→ Problem details
Only the line containing "the red jeep" and the lines after it, through the end of the entries, should be output exactly.

→ Record excerpts
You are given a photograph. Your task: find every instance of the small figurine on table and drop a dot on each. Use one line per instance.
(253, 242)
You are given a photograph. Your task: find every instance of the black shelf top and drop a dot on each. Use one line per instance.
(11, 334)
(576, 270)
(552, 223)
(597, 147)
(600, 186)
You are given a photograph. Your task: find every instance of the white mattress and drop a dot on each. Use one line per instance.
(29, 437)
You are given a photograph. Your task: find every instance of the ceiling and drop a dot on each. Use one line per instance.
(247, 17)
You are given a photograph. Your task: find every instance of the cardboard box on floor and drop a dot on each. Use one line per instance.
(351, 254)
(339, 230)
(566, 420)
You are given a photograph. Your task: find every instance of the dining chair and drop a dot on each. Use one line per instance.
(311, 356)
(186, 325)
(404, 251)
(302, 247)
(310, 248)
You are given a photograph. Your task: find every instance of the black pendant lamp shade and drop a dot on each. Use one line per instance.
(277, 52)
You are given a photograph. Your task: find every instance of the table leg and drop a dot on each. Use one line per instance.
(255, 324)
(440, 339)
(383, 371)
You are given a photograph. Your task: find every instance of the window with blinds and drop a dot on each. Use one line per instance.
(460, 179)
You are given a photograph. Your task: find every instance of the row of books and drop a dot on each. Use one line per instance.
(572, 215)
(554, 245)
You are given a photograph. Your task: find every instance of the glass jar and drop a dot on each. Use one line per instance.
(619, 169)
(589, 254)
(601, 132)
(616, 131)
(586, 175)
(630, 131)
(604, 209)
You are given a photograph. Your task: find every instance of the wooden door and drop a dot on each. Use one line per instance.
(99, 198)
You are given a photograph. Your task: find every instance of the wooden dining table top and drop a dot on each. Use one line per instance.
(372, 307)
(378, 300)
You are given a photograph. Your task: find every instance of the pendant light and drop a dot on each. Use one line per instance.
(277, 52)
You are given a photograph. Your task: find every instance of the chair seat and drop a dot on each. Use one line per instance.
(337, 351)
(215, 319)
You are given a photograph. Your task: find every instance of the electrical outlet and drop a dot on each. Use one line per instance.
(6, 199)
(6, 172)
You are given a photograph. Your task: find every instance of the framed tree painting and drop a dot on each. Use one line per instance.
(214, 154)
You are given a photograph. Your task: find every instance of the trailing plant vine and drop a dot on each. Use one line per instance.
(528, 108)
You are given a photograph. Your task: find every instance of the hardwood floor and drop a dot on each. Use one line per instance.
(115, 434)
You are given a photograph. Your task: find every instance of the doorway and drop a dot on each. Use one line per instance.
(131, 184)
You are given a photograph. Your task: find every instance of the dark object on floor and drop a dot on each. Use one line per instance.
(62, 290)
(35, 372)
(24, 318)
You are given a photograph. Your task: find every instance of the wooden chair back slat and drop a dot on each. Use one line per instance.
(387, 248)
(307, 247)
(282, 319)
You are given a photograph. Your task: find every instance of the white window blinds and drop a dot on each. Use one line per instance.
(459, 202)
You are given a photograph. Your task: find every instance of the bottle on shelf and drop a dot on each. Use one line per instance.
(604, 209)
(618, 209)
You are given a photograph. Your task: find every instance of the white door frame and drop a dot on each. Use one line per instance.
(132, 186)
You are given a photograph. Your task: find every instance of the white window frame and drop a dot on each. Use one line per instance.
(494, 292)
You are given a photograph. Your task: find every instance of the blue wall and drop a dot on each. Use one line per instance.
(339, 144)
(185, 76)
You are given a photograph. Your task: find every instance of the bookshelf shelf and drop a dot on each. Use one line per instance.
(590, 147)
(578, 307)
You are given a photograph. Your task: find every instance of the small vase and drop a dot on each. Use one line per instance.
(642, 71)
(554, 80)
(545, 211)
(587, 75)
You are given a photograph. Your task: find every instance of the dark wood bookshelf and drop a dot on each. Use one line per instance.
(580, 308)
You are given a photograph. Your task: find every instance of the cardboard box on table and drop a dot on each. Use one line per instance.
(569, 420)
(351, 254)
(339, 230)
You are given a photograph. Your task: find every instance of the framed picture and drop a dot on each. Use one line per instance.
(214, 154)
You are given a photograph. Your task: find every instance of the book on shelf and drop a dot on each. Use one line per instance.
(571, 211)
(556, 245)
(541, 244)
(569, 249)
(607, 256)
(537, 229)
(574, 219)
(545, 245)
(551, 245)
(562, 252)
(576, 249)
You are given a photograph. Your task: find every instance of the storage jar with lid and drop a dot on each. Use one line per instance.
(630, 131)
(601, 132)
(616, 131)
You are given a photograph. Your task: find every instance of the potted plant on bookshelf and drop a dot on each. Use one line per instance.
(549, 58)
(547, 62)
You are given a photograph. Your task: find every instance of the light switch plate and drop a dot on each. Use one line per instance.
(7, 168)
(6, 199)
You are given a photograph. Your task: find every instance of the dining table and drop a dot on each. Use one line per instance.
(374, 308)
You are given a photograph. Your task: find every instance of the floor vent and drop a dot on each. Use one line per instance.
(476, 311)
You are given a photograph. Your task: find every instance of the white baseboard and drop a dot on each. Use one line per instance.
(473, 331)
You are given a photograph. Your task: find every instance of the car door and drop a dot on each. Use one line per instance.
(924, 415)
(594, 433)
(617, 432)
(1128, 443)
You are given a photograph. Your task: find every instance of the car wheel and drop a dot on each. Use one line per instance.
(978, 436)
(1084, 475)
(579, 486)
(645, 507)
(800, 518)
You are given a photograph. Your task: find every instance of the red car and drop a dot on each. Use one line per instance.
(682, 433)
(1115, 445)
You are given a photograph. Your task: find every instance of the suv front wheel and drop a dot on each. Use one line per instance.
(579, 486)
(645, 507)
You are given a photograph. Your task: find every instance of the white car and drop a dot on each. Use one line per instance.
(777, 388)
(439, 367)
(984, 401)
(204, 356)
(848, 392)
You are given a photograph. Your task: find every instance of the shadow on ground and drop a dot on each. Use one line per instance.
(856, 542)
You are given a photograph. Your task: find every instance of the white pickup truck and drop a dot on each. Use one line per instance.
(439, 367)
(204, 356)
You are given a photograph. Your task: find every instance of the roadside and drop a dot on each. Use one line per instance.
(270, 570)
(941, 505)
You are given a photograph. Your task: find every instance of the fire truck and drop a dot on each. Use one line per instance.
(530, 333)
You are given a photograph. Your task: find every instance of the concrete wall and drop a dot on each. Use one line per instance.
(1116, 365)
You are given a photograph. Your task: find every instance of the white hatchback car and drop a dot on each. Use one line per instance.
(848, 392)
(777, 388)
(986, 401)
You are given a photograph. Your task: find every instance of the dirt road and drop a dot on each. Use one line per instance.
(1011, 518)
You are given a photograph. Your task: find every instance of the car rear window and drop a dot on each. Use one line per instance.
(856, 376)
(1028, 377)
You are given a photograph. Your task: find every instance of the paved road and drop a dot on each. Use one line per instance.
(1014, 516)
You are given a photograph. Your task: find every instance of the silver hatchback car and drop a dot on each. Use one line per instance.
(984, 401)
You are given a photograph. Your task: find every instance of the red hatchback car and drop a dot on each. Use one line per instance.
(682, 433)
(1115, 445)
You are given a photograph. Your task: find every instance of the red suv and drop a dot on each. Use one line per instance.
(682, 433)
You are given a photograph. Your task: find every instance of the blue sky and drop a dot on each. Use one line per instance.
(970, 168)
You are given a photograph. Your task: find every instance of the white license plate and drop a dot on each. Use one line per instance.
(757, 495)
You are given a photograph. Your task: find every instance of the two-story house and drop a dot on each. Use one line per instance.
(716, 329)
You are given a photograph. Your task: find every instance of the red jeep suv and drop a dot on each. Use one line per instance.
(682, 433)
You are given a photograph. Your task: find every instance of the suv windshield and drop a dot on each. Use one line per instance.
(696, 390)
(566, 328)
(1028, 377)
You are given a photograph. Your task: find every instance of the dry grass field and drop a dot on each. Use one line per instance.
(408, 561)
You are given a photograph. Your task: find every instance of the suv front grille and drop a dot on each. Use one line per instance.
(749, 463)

→ Output below
You are given a photograph. Your task: find every instance of the red jeep suv and drop a dot on each. Use one line per instance.
(682, 433)
You are given a photograph. Your task: find every instance of the suv windshield and drop a dot on each. Use one line per instance.
(696, 390)
(566, 328)
(1028, 377)
You are given a photograph. Your task: find every instance of the dry grass field and drop a dot on each. Use one line per instance.
(408, 561)
You are given a photograph. Your task: find every instance of the suv front grille and drop a dot on each. Use one line per instance.
(749, 463)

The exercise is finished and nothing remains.